====== Zu prüfender Text ======

Diese Neuronen könnten aggressives Verhalten erklären

Diese Neuronen könnten aggressives Verhalten erklären

Neuronen

Neue Forschungen haben Neuronen identifiziert, die Aggressivität steuern und helfen können, soziale Strukturen aufzubauen.

Das menschliche Gehirn scheint für alles Neuronen zu haben. Es gibt Neuronen, die uns “sagen”, wann wir essen, schlafen und aufwachen sollen.

Doch die Nervenzellen in unserem Gehirn können noch komplexere Funktionen steuern als nur Appetit oder Schlaf.

Neuere Studien haben zum Beispiel die Neuronen identifiziert, die für unsere “schlechten Gewohnheiten” verantwortlich sind und welche Gehirnzellen Angst auslösen.

Jetzt könnten Forscher die Neuronen entdeckt haben, die ein grundlegendes menschliches Gefühl antreiben: Aggressivität.

Obwohl die neue Forschung an Mäusen durchgeführt wurde, teilen die Säugetiere viele neuronale Eigenschaften mit uns Menschen. Das macht die Ergebnisse wichtig für das Verständnis der neurobiologischen Grundlagen der Aggressivität.

====== Datensatz ======

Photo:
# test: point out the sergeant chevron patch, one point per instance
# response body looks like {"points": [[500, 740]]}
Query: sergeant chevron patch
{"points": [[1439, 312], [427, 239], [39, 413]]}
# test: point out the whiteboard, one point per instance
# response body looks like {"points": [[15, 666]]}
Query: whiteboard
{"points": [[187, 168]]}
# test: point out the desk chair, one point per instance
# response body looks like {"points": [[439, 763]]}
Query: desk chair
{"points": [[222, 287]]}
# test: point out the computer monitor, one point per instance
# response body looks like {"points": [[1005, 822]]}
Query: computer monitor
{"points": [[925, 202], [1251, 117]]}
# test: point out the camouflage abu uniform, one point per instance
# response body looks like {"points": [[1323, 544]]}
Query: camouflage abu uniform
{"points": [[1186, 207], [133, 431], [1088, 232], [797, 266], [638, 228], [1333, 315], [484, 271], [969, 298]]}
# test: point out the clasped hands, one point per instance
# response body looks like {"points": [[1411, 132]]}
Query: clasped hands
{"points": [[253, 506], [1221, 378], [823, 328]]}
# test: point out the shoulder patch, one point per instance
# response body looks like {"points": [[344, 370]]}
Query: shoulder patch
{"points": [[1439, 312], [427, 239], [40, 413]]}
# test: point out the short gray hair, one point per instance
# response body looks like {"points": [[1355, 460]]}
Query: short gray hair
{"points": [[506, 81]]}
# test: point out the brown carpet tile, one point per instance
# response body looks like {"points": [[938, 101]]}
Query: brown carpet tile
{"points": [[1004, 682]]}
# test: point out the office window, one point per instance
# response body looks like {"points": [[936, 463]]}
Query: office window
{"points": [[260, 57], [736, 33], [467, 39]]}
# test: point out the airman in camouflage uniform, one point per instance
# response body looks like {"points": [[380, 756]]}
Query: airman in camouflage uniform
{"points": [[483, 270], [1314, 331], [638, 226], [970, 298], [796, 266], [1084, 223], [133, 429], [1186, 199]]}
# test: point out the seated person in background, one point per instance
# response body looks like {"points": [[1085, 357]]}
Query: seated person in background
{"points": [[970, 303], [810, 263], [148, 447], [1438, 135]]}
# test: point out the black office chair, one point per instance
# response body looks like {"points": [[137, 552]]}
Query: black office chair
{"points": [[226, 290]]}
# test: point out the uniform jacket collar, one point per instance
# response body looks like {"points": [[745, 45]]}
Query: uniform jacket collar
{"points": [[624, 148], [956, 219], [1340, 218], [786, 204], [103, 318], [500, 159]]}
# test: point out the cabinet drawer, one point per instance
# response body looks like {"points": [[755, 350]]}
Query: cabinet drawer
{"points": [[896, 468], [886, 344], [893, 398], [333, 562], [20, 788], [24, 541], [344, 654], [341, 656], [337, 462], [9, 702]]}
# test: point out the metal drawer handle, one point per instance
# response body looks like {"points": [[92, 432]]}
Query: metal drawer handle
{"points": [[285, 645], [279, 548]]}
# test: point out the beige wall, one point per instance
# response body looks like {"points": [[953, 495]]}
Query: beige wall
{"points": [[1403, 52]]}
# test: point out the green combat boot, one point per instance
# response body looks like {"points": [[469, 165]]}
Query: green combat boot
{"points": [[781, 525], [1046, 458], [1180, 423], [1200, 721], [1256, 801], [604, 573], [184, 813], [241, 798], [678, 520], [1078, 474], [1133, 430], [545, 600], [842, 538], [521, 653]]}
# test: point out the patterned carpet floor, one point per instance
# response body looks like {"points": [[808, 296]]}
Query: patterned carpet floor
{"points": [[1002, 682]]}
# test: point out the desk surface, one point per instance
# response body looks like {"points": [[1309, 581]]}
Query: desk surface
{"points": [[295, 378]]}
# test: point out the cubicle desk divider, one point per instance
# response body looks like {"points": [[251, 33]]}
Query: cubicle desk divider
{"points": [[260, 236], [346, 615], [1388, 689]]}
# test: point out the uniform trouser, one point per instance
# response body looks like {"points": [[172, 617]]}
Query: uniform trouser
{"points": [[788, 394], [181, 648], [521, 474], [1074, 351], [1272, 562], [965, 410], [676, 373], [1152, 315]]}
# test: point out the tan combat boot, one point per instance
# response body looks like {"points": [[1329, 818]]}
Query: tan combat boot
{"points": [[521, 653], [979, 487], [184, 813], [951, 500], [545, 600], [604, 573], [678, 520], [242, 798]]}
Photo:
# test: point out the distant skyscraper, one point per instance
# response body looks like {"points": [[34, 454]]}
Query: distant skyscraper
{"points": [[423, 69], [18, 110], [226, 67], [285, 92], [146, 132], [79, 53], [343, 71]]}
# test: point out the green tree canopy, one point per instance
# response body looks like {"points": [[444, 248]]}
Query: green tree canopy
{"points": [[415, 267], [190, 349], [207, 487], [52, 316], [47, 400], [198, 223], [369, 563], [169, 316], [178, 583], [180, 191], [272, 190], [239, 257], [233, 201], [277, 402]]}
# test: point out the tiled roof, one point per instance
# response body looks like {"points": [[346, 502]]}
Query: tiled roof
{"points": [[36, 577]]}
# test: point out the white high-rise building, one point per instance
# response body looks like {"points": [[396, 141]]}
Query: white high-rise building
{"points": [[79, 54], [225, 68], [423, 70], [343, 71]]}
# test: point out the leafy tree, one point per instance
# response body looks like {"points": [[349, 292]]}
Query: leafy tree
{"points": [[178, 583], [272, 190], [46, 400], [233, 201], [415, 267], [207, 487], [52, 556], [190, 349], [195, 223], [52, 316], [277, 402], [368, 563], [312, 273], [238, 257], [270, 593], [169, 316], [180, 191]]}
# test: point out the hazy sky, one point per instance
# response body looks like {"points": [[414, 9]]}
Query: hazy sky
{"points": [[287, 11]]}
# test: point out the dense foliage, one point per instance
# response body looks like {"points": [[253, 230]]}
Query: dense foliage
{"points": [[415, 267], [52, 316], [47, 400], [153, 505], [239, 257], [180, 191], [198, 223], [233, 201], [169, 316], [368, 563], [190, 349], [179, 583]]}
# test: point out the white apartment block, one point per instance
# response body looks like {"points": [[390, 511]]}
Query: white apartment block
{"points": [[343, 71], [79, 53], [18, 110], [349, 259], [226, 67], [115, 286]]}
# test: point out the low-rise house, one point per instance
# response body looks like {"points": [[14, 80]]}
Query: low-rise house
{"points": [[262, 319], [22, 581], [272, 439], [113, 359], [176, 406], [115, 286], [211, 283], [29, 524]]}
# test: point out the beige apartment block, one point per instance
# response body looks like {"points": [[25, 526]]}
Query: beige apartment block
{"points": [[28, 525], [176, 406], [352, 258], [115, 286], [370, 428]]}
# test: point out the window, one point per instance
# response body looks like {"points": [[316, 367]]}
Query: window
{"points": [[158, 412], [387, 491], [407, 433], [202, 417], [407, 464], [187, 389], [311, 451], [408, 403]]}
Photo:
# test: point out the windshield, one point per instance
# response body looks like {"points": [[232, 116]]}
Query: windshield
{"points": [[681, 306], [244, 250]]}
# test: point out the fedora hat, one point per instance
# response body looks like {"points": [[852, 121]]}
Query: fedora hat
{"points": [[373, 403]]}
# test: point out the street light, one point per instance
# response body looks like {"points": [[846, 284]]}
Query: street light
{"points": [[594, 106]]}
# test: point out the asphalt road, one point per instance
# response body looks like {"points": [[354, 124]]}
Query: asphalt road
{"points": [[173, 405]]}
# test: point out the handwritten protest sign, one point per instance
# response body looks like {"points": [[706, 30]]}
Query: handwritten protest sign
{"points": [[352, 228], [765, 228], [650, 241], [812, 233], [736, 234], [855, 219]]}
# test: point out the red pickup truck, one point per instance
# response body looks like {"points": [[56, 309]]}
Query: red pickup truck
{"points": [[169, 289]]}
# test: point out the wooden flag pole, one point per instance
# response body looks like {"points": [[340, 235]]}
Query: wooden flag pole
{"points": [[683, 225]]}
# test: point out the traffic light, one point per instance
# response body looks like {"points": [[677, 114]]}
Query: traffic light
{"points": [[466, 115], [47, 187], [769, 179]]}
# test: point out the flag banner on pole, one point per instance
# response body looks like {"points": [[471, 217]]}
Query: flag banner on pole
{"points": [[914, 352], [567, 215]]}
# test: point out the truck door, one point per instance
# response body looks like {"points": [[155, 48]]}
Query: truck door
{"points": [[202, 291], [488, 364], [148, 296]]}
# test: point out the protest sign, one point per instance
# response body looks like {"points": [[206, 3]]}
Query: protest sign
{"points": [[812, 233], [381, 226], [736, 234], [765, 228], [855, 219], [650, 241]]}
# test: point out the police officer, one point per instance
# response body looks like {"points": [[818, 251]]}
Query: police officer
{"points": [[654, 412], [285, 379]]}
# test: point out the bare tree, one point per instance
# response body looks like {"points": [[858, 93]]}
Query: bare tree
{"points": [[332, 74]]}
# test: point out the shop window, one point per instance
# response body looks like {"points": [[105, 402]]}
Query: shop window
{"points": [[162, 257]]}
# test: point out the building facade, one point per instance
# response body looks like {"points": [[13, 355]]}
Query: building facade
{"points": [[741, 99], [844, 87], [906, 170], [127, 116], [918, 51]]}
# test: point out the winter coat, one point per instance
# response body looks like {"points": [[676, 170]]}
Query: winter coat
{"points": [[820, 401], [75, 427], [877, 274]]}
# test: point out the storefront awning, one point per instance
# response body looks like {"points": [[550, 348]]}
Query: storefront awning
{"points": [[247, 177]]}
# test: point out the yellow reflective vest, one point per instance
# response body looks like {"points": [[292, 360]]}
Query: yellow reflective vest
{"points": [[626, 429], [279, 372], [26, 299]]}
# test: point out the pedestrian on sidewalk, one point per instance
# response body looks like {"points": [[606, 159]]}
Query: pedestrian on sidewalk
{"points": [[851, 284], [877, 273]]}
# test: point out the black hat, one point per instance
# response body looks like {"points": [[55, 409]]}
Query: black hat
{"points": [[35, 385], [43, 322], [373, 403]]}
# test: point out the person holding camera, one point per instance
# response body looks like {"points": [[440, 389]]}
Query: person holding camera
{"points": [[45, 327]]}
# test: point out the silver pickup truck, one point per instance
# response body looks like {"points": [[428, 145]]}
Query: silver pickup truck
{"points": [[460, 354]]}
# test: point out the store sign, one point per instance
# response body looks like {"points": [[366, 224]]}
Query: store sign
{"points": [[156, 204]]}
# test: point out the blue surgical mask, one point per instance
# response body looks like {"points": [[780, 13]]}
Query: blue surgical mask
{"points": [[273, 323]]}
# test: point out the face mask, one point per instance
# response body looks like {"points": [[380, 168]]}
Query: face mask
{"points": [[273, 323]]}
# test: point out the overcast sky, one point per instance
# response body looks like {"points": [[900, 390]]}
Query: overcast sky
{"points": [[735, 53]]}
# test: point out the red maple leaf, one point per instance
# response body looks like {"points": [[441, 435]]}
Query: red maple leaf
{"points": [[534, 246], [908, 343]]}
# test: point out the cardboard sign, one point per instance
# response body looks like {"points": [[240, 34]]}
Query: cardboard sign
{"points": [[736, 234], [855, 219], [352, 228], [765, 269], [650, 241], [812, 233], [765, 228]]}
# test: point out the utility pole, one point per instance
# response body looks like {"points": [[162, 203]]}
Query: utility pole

======

* [Deine Aufgabe]:
Kannst du den Text über die Neuronen hinter aggressivem Verhalten im Anschluss an seinen letzten Satz weiterführen?

* [Ergebnis der Übung]:
Die neue Studie wurde von Forschern des Karolinska Institutet in Stockholm, Schweden, unter der Leitung von Christian Broberger, einem Professor für Neurowissenschaften, durchgeführt und die Ergebnisse wurden in der Zeitschrift Nature Neuroscience veröffentlicht. (1)

Wie PMv-Neuronen die Aggressivität kontrollieren

Broberger und Kollegen setzten eine neue männliche Maus in den Käfig von mehreren anderen und beobachteten, dass die Nagetiere, die das höchste Maß an Aggressivität zeigten, auch mehr aktive Neuronen in einem Gehirnbereich hatten, der den ventralen Prämamillarkern (PMv) genannt wird.

Der PMv befindet sich im Hypothalamus des Gehirns – der erdnussgroßen Region, die unser Adrenalin in die Höhe treibt, wenn wir in der Öffentlichkeit sprechen, einen Feind konfrontieren oder zu einem Vorstellungsgespräch gehen müssen.

Der Hypothalamus ist ein wichtiger emotionaler “Knotenpunkt”, der unsere Gefühle von Euphorie, Traurigkeit und Wut reguliert.

Mit Hilfe der Optogenetik – einer Technik, die Neuronen genetisch so verändert, dass sie auf Licht reagieren und durch Licht gesteuert werden können – aktivierten und hemmten die Wissenschaftler selektiv PMv-Neuronen. (2)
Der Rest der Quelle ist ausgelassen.